» Required work:
All records are to be retyped faithfully and completely.

Start of Entries supplied

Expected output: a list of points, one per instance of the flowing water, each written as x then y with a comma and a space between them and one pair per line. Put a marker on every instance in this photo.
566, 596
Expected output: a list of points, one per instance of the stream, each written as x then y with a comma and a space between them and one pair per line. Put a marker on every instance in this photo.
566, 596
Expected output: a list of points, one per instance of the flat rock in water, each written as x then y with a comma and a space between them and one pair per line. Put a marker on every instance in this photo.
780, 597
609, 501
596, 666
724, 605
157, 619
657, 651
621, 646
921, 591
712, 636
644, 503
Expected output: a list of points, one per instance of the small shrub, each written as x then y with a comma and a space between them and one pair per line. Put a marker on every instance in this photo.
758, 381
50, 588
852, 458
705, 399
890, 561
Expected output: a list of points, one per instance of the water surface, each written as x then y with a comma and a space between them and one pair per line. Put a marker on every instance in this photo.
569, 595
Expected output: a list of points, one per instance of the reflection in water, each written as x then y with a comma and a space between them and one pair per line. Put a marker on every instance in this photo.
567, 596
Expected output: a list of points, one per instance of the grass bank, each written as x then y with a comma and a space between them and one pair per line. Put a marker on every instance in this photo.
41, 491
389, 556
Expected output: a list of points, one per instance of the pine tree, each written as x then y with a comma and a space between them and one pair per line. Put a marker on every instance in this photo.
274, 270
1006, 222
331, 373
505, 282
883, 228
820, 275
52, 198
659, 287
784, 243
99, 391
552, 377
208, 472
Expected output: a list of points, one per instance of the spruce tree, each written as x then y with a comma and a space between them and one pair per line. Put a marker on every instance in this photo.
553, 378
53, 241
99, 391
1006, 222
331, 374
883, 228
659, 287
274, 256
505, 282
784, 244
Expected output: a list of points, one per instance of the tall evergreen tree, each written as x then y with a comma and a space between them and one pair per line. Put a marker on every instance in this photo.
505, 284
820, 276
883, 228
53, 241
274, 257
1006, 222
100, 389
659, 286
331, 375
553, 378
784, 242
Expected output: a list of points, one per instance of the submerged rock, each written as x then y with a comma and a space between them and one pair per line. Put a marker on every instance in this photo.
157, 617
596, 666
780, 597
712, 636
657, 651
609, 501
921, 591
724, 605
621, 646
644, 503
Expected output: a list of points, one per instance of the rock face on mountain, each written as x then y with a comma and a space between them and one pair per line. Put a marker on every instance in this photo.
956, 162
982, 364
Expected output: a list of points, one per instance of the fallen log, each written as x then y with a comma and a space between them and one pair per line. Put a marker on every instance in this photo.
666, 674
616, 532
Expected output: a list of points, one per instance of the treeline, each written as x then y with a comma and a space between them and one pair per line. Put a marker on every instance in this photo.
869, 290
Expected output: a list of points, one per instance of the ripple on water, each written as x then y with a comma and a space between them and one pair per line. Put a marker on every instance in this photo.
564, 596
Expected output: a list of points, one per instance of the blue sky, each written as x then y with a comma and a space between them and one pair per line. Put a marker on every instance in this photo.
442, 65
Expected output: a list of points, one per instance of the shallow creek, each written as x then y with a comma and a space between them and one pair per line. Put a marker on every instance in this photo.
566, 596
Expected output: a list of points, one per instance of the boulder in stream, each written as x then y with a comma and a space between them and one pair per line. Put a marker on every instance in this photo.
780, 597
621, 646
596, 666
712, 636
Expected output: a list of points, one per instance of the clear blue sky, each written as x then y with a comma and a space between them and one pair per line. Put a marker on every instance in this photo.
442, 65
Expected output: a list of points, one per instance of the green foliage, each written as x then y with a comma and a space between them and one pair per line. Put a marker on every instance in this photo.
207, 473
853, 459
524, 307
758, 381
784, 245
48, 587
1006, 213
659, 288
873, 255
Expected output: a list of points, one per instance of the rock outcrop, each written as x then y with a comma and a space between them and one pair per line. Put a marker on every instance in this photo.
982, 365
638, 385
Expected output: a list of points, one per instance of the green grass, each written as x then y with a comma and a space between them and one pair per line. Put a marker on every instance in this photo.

End of Entries supplied

» Task response:
Expected output: a list of points, one per instance of the flowing water, each written as x then y with a comma and a space between them and one pair per line. Put a marker on every instance in this photo.
566, 596
Expected output: a list of points, one per instance of the stream, each written as x then y with a comma and a space between them and one pair per line. Put a marker on every instance in this photo.
566, 596
Expected output: a list of points, one per instance of the flat rock in water, each written as x then y with a comma and a space between them and one pair per line. Put a marker on every instance in this photo.
780, 597
609, 501
596, 666
724, 605
157, 619
657, 651
621, 646
921, 591
712, 636
644, 503
Expected output: a list of points, one per instance of the small shrub, each written as x then y with a comma and a space between them and one pair per line. Put a marker on every instance in this photo.
758, 381
50, 588
852, 458
705, 399
890, 561
Expected output: a list of points, one per instance of the water surface, each written as x then y with a comma and a space between them and one pair per line. Put a marker on every instance in this photo.
569, 595
Expected output: a list of points, one per instance of the reflection in water, each written as x then y with a comma and a space between them and one pair per line. Put a marker on every instance in this photo.
567, 596
Expected output: a list of points, one per instance of the grass bank, each written as x then y with a comma and a space between them and one pair per line. Put a marker on every instance in this photo.
41, 491
389, 556
Expected output: a list of points, one per instance of the pine tree, each written as x then y with a comma and a space between them and one pair per line. Put a marker on every instance in this photo.
274, 270
1006, 222
331, 373
505, 282
883, 228
820, 275
52, 198
659, 287
784, 243
99, 391
552, 377
208, 472
Expected output: a list of points, one per instance of the spruce tree, each written as x then y with a comma and a space between them and one pair per line. Put a marker on every instance in this photo.
553, 378
53, 241
99, 391
1006, 222
331, 374
883, 228
659, 287
274, 256
505, 282
784, 244
Expected output: a list of points, one per instance of the tall evergreen tree, each written as x then y with a comma and a space between them and one pair per line. Put a marker on every instance in this photo.
505, 284
820, 276
883, 228
53, 241
274, 257
1006, 222
100, 389
659, 286
331, 375
553, 378
784, 242
Expected output: a list of points, one per instance of the submerged rock, each written as x then y with a comma and a space between them and one pair per line. Put a marker on every instance in this photo.
157, 617
596, 666
780, 597
712, 636
657, 651
609, 501
921, 591
724, 605
621, 646
644, 503
Expected output: a list of points, one per instance of the rock face on mountain, each written as x then y with a comma and a space between them and one pair per line. Put a marker on every instance in this photo.
956, 162
982, 364
Expected output: a list of points, one per instance of the fallen log, each written as x then y with a comma and a space between them and one pair per line. Put a marker on every instance in this photo.
666, 674
616, 532
Expected output: a list of points, one per instance of the treeline, each written as x then y with a comma and a space between them and one pair per line. Put a marker on every instance in this photo.
869, 290
Expected output: a list of points, one per instance of the ripple on water, each written as x then y with a comma and a space between them and one pair per line. Put a marker on every instance in this photo.
564, 596
Expected output: a list of points, one per instance of the blue sky, each written as x then y with a comma and a space between them and one pair per line. Put a marker on every instance in this photo.
442, 65
Expected output: a list of points, one per instance of the shallow creek, each written as x then y with a comma and a space between them and one pair per line. Put a marker on every instance in this photo.
566, 596
Expected output: a list of points, one per instance of the boulder in stream, each written as x then y with a comma and a space between them and one pair per line. Put a marker on every instance in this photo.
780, 597
621, 646
596, 666
712, 636
Expected output: a list of points, one per instance of the clear blue sky, each written as x then y with a comma and a space between them and one pair per line. Put a marker on every instance in this photo.
442, 65
Expected output: a list of points, one per instance of the green foliage, each written as x then y with a comma and a space between them and one pair per line. Put a marker on every instance in this photo.
207, 473
853, 459
524, 307
758, 381
784, 245
48, 587
1006, 213
659, 288
873, 255
Expected output: a list of points, one per instance of the rock outcrop, each written as x then y with a comma and a space between them and one pair per line. Put a marker on every instance in this photo.
982, 365
638, 385
Expected output: a list of points, one per instance of the green grass, each written as x then y with a comma and a space between them and one pair per line. Put a marker on every instance in this photo.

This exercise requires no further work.